=== Passage shown ===
Nope!  We're all Spartans!

* Your idea of a traffic jam is 40 cars waiting to pass an orange barrel.
*grumble grumble*

* Half the change in your pocket is Canadian....eh?
I actually do say eh.  Michigan is Canada-lite.

* You drive 86 mph on the highway and pass on the right.
It's practically law here.

* You know how to play (and pronounce) Euchre.
I'm not a fan, and it's taken me a LOT of hard work to keep from learning to play over the years.

* It's easy to get Vernor's ginger ale, Better Made chips, Sanders hot fudge sauce, and Faygo pop.
And they're quite possibly the greatest things in the world... but you forgot Mackinac Island Fudge!

* You know how to pronounce "Mackinac."
Mack-in-AW

* You've had to switch on the heat and the air conditioning in the same day.
I only turn on the heat if the pipes are in danger of freezing.

* You bake with SODA and drink POP.
And don't you forget it!

* The movie "Escanaba in Da Moonlight" wasn't funny. You consider it a documentary.
Actually I was a little bewildered. I don't do the hunting thing.

* Your little league game was snowed out.

* The word "thumb" has geographical rather than anatomical significance.

* Traveling coast-to-coast means driving from Port Huron to Muskegon.
I did drive from Port Huron to Traverse City once.

* You measure distance in minutes.
Or hours!

* When giving directions, you refer to "A Michigan Left."
And it's funny when people don't know what you mean.

* You know that Kalamazoo not only exists, but is only 100 miles fom Hell.
See icon above!

* Your year has two seasons: Winter and Construction.
And bad driving all year round.

* Home Depot on any Saturday is busier than toy stores at Christmas.
=== Given records ===
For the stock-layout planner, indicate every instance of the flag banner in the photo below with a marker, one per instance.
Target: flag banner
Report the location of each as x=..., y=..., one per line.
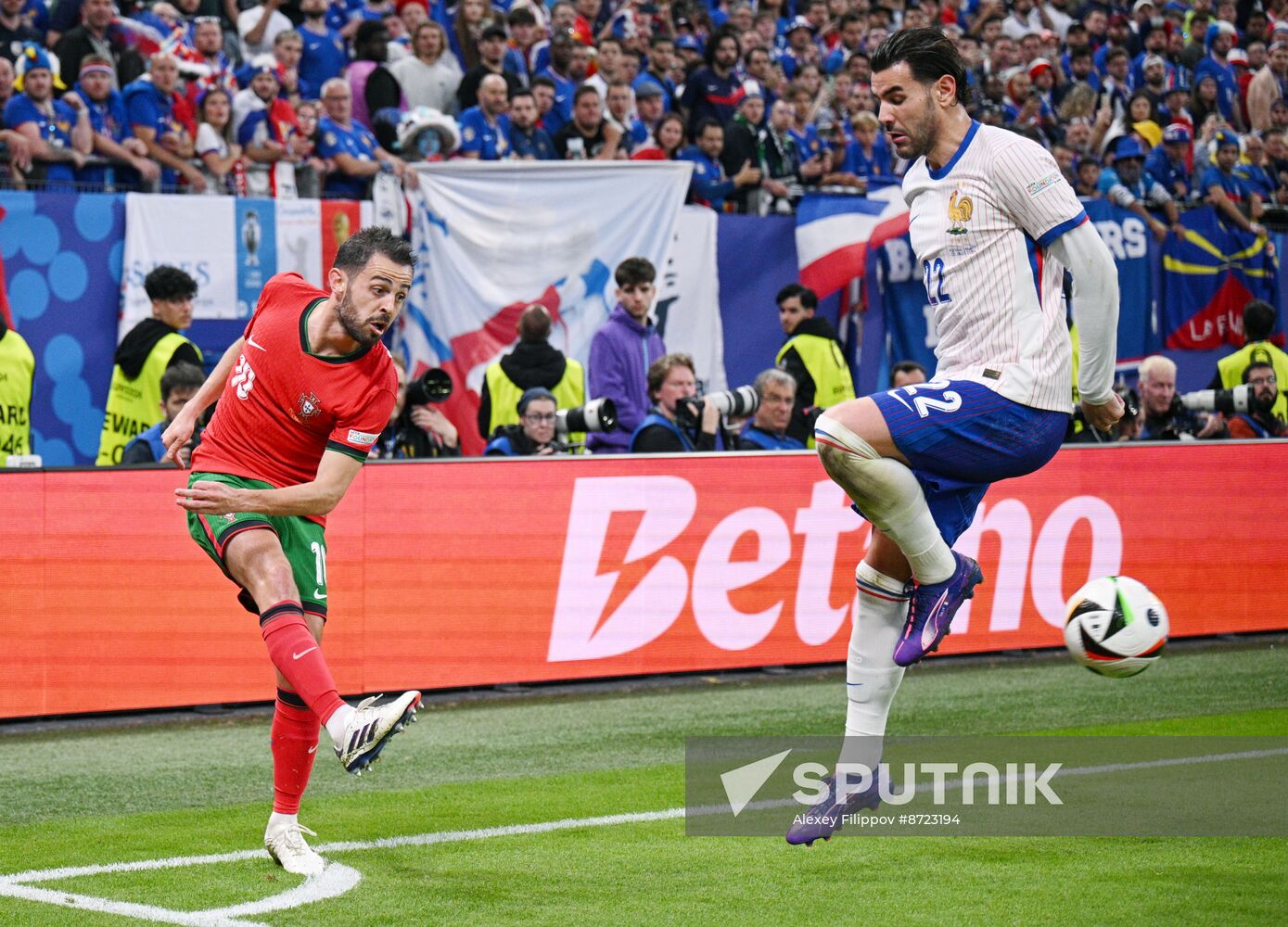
x=62, y=272
x=493, y=238
x=1207, y=280
x=237, y=246
x=484, y=572
x=1135, y=250
x=688, y=295
x=835, y=232
x=910, y=318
===
#### [Work request 1]
In the Michigan list, copy the passage starting at "Nope!  We're all" and ending at "on the right.".
#### [Work request 2]
For each statement, say whether it agrees with the Michigan list, and quote the words that decide it: (a) The writer of the comments says "eh." (b) The writer of the comments is a fan of Euchre. (c) The writer of the comments once drove from Port Huron to Traverse City.

#### [Answer space 1]
Nope!  We're all Spartans!

* Your idea of a traffic jam is 40 cars waiting to pass an orange barrel.
*grumble grumble*

* Half the change in your pocket is Canadian....eh?
I actually do say eh.  Michigan is Canada-lite.

* You drive 86 mph on the highway and pass on the right.

#### [Answer space 2]
(a) Yes: "I actually do say eh."
(b) No: "I'm not a fan"
(c) Yes: "I did drive from Port Huron to Traverse City once."